• Problem description: Pick out every line in the items below that contains the word "white", and copy each one. Case counts.

• Data provided:
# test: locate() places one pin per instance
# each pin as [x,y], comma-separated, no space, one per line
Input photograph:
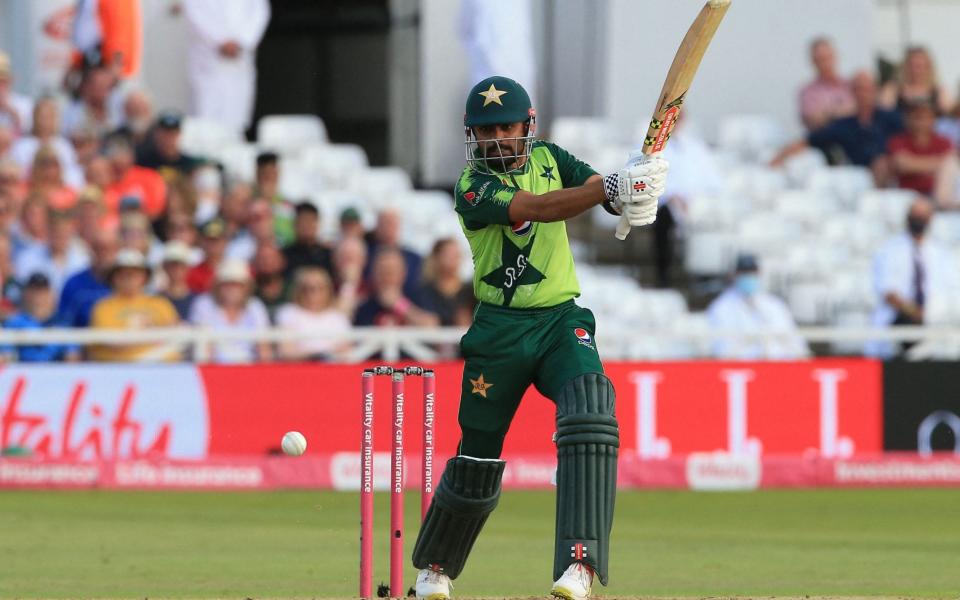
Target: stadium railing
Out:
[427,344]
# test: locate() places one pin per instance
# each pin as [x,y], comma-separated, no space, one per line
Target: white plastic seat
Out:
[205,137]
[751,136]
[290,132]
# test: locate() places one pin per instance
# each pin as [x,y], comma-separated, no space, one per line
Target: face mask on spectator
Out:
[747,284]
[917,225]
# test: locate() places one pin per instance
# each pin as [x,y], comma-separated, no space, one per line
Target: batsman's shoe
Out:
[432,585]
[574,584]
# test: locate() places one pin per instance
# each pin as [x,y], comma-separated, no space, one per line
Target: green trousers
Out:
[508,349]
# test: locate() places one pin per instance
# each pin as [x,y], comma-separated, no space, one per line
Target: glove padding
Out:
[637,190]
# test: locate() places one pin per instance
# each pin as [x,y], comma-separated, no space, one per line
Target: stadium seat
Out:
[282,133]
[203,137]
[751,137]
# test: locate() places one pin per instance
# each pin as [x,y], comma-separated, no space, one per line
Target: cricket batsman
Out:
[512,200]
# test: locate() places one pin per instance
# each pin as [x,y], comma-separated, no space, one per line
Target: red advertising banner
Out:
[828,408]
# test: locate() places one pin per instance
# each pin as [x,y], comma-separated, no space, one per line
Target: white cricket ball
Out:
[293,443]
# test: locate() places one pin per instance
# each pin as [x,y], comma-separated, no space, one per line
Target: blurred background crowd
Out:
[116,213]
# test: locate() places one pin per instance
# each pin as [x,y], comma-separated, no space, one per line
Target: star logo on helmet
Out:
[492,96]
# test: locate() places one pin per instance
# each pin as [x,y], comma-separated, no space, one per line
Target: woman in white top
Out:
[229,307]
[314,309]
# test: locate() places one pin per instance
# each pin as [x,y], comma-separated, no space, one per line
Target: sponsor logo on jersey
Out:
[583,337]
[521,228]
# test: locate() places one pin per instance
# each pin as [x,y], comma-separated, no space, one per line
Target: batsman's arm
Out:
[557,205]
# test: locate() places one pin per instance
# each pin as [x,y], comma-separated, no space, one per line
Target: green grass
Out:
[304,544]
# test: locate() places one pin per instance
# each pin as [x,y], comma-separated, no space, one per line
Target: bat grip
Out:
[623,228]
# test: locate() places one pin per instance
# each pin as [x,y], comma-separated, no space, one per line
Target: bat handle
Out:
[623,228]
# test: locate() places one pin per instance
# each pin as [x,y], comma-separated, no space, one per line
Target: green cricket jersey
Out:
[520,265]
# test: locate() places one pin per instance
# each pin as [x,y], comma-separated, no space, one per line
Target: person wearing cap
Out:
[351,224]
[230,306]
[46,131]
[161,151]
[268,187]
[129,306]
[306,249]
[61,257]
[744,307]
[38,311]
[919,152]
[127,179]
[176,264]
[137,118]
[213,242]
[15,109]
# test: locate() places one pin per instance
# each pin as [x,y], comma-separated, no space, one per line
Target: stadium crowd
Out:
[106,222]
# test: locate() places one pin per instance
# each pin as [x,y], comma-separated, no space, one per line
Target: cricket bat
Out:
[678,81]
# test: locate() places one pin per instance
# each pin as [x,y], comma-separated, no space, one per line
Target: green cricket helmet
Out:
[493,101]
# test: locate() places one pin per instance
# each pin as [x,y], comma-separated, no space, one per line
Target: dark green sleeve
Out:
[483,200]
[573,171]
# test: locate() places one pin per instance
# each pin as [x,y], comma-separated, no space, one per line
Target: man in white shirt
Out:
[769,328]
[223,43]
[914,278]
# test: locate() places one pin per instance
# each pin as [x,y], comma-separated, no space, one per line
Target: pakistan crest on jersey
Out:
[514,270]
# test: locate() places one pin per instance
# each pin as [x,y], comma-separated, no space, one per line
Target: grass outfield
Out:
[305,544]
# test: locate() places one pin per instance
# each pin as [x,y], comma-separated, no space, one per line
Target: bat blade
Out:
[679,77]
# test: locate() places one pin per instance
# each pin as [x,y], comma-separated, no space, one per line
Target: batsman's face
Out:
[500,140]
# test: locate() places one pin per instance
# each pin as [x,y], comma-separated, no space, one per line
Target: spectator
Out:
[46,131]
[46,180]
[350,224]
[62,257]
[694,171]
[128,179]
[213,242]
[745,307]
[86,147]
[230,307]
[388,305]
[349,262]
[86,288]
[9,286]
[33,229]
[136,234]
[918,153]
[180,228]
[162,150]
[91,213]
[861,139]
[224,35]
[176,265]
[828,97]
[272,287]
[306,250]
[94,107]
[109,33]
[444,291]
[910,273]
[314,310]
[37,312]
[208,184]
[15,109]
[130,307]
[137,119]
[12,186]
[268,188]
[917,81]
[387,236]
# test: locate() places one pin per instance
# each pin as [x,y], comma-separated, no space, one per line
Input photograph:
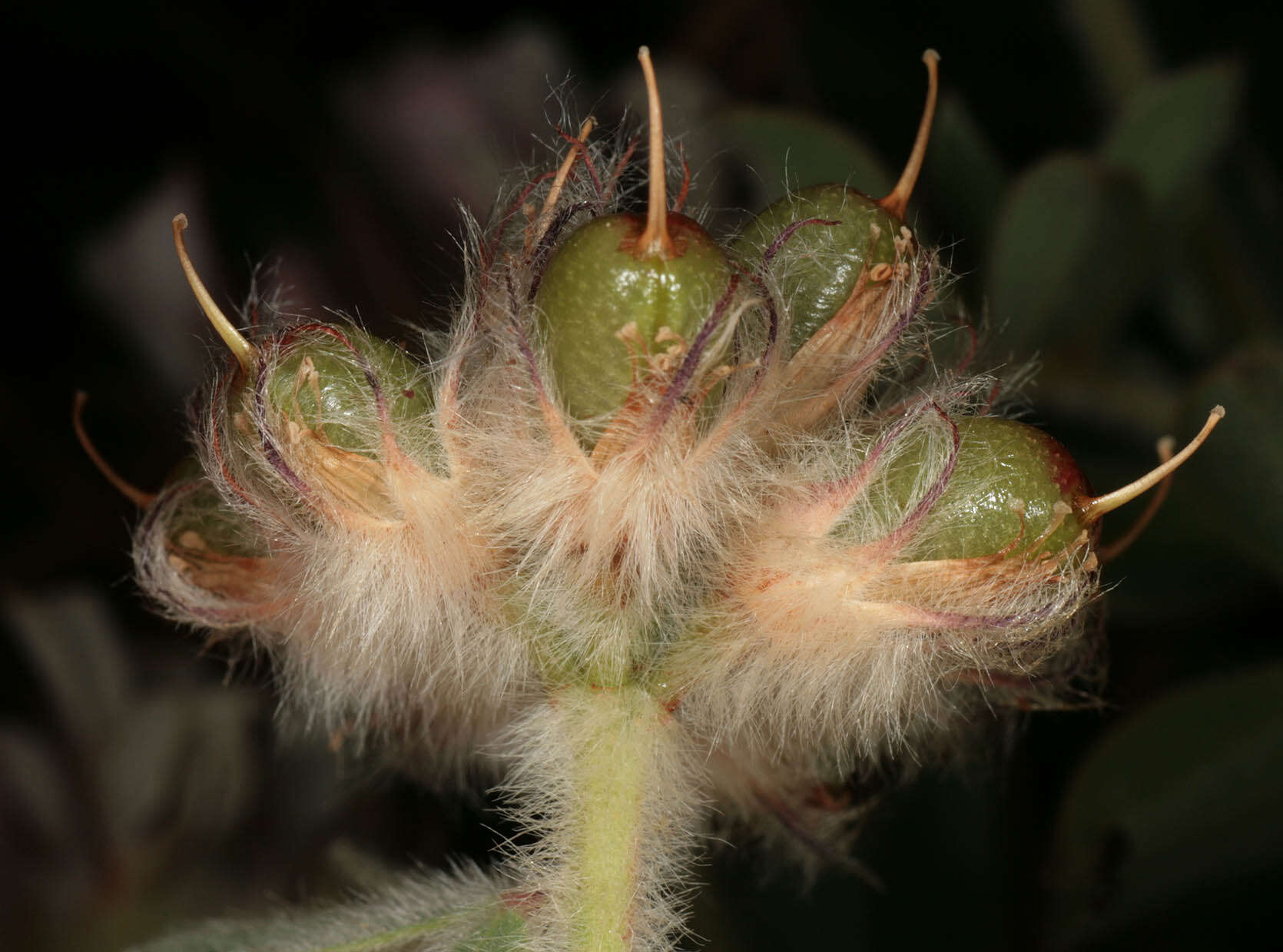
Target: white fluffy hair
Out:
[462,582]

==

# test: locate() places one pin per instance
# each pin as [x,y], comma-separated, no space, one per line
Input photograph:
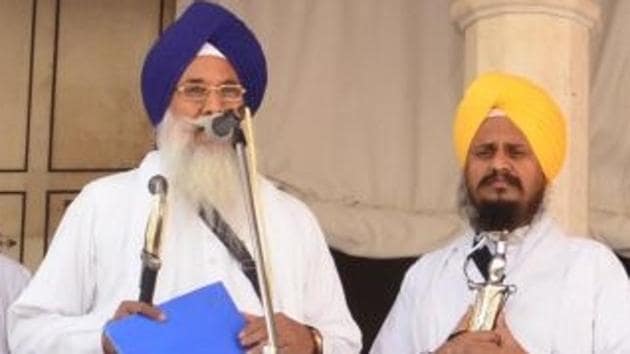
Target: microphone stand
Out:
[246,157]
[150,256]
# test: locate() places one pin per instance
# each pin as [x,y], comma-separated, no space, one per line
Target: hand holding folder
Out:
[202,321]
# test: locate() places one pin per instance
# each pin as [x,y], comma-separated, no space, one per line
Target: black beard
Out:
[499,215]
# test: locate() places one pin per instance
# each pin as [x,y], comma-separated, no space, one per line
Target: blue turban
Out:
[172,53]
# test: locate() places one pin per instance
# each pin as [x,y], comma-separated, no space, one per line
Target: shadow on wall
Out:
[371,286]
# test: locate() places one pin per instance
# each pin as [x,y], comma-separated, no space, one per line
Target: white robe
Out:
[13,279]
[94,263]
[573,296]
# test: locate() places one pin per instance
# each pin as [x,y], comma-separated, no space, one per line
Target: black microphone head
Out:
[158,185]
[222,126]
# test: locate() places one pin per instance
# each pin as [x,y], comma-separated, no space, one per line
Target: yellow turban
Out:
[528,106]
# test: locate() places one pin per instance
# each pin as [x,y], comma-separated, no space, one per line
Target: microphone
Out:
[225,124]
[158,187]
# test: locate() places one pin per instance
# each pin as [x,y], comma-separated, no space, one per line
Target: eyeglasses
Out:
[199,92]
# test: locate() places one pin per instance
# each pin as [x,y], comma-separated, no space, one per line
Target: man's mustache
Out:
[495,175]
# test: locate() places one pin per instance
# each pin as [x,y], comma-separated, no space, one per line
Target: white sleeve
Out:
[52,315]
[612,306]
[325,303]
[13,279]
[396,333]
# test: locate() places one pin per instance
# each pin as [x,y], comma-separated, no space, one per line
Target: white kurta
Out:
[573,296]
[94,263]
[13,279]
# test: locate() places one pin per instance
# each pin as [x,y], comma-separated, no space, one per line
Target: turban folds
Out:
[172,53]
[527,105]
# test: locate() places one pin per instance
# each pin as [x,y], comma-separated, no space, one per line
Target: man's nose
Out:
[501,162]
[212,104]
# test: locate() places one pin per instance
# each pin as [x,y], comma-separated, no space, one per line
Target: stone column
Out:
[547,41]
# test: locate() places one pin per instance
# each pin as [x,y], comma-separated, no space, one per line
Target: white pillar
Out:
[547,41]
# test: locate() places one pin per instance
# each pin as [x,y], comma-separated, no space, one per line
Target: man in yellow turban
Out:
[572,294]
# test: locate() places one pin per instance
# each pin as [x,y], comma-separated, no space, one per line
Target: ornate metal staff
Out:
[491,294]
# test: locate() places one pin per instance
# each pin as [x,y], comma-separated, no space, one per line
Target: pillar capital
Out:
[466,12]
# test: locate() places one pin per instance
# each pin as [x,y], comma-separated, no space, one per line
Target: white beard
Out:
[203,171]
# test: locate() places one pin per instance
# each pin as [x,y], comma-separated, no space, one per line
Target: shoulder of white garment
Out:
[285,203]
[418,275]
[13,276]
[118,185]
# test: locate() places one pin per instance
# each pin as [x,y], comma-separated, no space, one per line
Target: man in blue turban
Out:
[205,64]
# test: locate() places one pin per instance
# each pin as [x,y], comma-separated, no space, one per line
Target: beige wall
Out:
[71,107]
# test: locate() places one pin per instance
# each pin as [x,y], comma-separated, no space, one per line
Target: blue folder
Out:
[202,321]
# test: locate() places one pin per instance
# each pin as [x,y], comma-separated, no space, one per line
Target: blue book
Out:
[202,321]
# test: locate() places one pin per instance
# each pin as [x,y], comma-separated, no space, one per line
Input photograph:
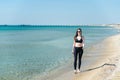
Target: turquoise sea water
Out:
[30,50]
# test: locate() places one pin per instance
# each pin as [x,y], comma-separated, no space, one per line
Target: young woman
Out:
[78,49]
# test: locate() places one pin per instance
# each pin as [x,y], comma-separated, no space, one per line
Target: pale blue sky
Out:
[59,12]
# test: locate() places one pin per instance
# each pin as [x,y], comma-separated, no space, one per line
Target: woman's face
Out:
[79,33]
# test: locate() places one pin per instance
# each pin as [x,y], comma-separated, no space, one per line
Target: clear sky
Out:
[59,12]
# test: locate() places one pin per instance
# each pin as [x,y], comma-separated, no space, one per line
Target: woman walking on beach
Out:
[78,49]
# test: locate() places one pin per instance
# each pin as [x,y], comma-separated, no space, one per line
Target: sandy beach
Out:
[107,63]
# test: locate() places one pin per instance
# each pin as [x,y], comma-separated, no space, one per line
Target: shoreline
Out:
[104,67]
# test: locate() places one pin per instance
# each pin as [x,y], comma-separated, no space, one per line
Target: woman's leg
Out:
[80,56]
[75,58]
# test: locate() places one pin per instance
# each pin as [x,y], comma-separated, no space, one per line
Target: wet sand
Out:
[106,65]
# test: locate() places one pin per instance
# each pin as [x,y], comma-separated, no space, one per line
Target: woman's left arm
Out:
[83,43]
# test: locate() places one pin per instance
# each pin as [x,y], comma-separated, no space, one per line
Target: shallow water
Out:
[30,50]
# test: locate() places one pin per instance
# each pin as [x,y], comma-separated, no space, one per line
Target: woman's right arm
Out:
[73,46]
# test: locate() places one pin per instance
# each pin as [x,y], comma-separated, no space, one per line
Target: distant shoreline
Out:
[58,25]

==

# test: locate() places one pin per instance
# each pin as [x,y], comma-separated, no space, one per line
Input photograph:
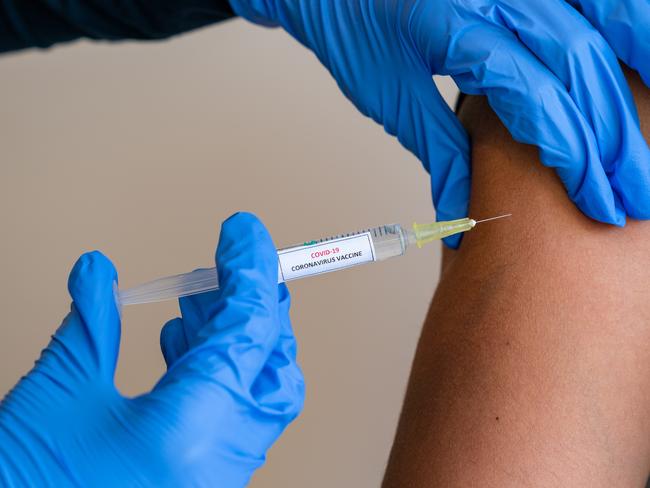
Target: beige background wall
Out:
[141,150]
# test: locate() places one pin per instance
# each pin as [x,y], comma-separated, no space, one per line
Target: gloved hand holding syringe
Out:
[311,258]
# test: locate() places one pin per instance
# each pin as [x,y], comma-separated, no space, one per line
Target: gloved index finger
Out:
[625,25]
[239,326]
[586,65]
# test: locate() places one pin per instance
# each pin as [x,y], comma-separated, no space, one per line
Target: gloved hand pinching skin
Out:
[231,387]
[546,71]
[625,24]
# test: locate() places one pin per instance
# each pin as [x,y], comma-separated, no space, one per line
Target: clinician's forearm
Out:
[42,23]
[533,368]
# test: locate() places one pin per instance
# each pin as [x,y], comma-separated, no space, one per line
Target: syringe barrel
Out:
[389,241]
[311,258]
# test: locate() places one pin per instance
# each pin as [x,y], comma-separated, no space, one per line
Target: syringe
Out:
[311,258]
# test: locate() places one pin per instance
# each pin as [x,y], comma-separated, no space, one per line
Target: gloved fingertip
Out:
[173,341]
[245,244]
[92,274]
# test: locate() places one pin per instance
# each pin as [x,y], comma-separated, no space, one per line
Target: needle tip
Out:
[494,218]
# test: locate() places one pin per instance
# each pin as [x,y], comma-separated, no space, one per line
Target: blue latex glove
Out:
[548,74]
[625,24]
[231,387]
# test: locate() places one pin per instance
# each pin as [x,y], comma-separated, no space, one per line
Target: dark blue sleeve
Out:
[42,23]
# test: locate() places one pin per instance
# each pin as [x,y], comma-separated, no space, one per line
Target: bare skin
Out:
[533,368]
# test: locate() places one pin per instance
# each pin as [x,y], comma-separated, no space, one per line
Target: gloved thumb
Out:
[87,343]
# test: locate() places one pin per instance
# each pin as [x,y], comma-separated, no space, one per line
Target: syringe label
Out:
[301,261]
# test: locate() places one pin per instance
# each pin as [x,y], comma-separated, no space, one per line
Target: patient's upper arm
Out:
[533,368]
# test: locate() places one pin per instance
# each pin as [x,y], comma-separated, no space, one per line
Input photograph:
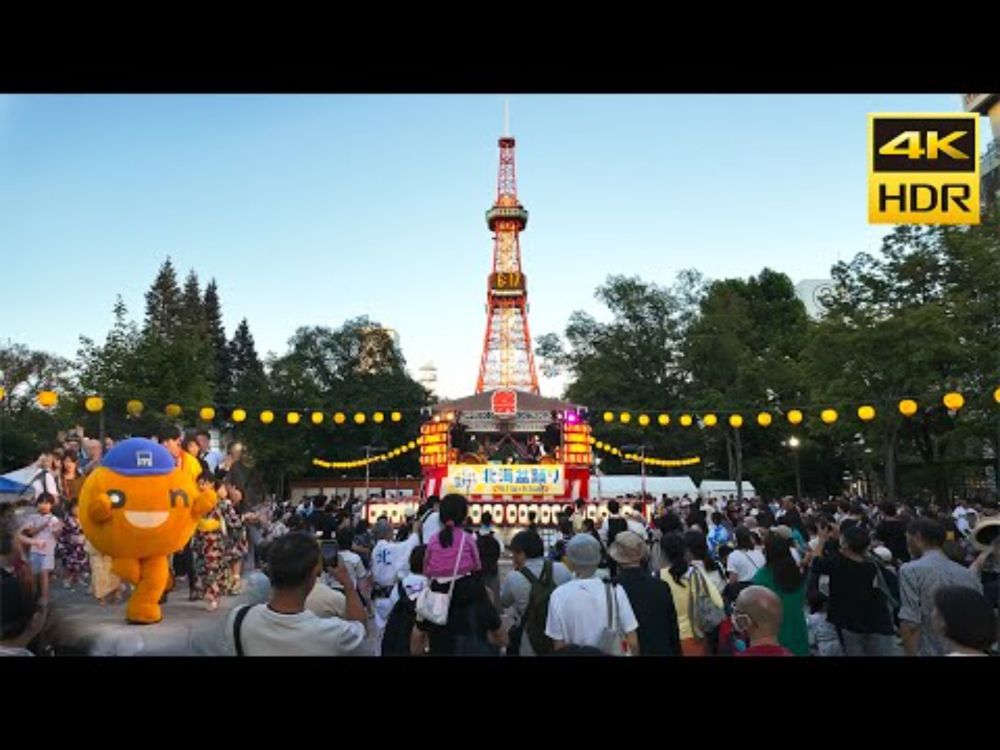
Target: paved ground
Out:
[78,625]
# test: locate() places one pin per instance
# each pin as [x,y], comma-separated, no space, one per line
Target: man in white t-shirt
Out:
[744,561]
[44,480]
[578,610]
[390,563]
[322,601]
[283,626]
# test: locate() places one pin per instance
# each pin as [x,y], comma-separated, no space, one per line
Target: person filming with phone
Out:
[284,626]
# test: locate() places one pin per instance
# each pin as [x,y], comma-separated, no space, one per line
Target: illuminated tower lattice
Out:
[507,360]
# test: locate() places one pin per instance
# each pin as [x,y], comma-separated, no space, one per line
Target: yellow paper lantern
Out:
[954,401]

• Answer to this exercise:
Target: white plastic seat
Target: white cricket ball
Target: woman in white top
Target: man in white shirt
Target: white fluffy hair
Target: white robe
Target: white sleeve
Target: white kurta
Target: white pillar
Target: white beard
Target: shoulder of white garment
Target: man in white t-shirt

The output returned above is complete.